Problem description:
Format all of the items below as a Markdown table with the columns Row and Line, numbering each row and omitting blank lines. Leave the pictures out of the table.

Stored items:
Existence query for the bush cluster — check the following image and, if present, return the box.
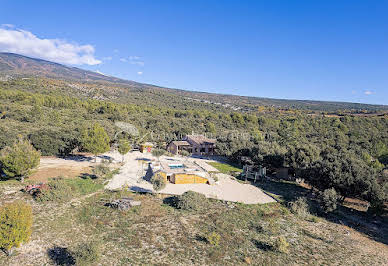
[318,188,339,213]
[273,236,290,253]
[151,173,167,191]
[0,201,32,252]
[36,177,73,202]
[174,191,208,211]
[289,197,310,219]
[205,231,221,247]
[73,242,100,265]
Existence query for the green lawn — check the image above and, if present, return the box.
[208,162,242,174]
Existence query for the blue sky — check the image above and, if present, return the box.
[0,0,388,104]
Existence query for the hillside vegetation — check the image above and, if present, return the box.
[0,54,388,265]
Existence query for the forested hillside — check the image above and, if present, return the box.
[0,52,388,214]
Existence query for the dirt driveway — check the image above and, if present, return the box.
[105,152,275,204]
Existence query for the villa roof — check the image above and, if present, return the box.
[172,140,190,146]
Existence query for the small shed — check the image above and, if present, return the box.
[276,167,288,179]
[140,142,154,153]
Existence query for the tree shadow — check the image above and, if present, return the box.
[128,186,153,193]
[252,180,388,244]
[143,164,153,182]
[47,246,75,265]
[79,173,98,179]
[325,206,388,245]
[60,155,94,162]
[195,234,208,243]
[251,180,310,202]
[252,239,272,251]
[163,196,176,208]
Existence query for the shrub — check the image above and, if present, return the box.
[0,201,32,254]
[118,139,131,162]
[82,123,110,162]
[179,150,190,157]
[92,160,110,178]
[273,236,290,253]
[151,173,167,191]
[174,191,208,211]
[0,137,40,180]
[29,128,79,155]
[205,231,221,247]
[318,188,339,213]
[152,149,166,158]
[65,178,104,195]
[36,177,73,202]
[74,242,100,265]
[289,197,310,218]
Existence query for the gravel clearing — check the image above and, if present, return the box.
[105,152,275,204]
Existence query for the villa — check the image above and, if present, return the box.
[151,158,214,184]
[167,135,216,155]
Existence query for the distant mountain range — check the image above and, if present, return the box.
[0,53,388,111]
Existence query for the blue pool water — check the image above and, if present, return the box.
[168,164,185,169]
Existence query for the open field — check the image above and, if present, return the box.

Exercise output:
| Row | Line |
|---|---|
| 1 | Existence query for the bush cluster — check the following image and, if present, return the box. |
| 2 | [318,188,339,213] |
| 3 | [273,236,290,253] |
| 4 | [151,173,167,191] |
| 5 | [0,201,32,252] |
| 6 | [36,177,73,202] |
| 7 | [174,191,208,211] |
| 8 | [289,197,310,219] |
| 9 | [205,231,221,247] |
| 10 | [73,242,100,265] |
| 11 | Existence query for the green lawn — check the image above and, if present, return the box. |
| 12 | [208,162,242,174] |
| 13 | Existence query for the blue sky — check the image above and, if present, return the box. |
| 14 | [0,0,388,104] |
| 15 | Existence query for the hillside vegetation — check the image above and, if present, return the box. |
| 16 | [0,54,388,265] |
| 17 | Existence query for the forested hillside — check the image above and, if present, return the box. |
| 18 | [0,52,388,214] |
| 19 | Existence query for the dirt driveway — check the image above and, if present, return the box. |
| 20 | [105,152,275,204] |
| 21 | Existence query for the villa roof — check the image above and, if present, return the box. |
| 22 | [172,140,190,146] |
| 23 | Existence query for the small shed — check the image above and, if present, return the box. |
| 24 | [276,167,288,179] |
| 25 | [140,142,154,153] |
| 26 | Existence query for the tree shadow — check the image above and, if present, return the box. |
| 27 | [128,186,153,193] |
| 28 | [252,180,388,244] |
| 29 | [143,164,153,182] |
| 30 | [47,246,75,265] |
| 31 | [79,173,98,179] |
| 32 | [325,206,388,245] |
| 33 | [60,155,94,162] |
| 34 | [195,234,208,243] |
| 35 | [251,180,310,202] |
| 36 | [252,239,272,251] |
| 37 | [163,196,176,208] |
| 38 | Existence query for the shrub — check the image above and, if present, return the box. |
| 39 | [0,201,32,254] |
| 40 | [118,139,131,162] |
| 41 | [82,123,110,162] |
| 42 | [179,150,190,157] |
| 43 | [92,160,110,178] |
| 44 | [273,236,290,253] |
| 45 | [151,173,167,191] |
| 46 | [174,191,208,211] |
| 47 | [0,137,40,180] |
| 48 | [29,128,79,155] |
| 49 | [205,231,221,247] |
| 50 | [318,188,339,213] |
| 51 | [152,149,166,158] |
| 52 | [65,178,104,195] |
| 53 | [36,177,73,202] |
| 54 | [74,242,100,265] |
| 55 | [289,197,310,218] |
| 56 | Existence query for the gravel clearing — check the image above and, if present, return the box. |
| 57 | [105,152,275,204] |
| 58 | Existence query for the villa — check the image above and, if present, return the box. |
| 59 | [151,158,214,184] |
| 60 | [167,135,216,155] |
| 61 | Existence query for the distant mountain range — check the image above and, if present, return the box. |
| 62 | [0,53,388,111] |
| 63 | Existence query for the blue pool water — check the image above and, if present, return the box. |
| 64 | [168,164,185,169] |
| 65 | Existence query for the open field — check the image above and, if present, return the box. |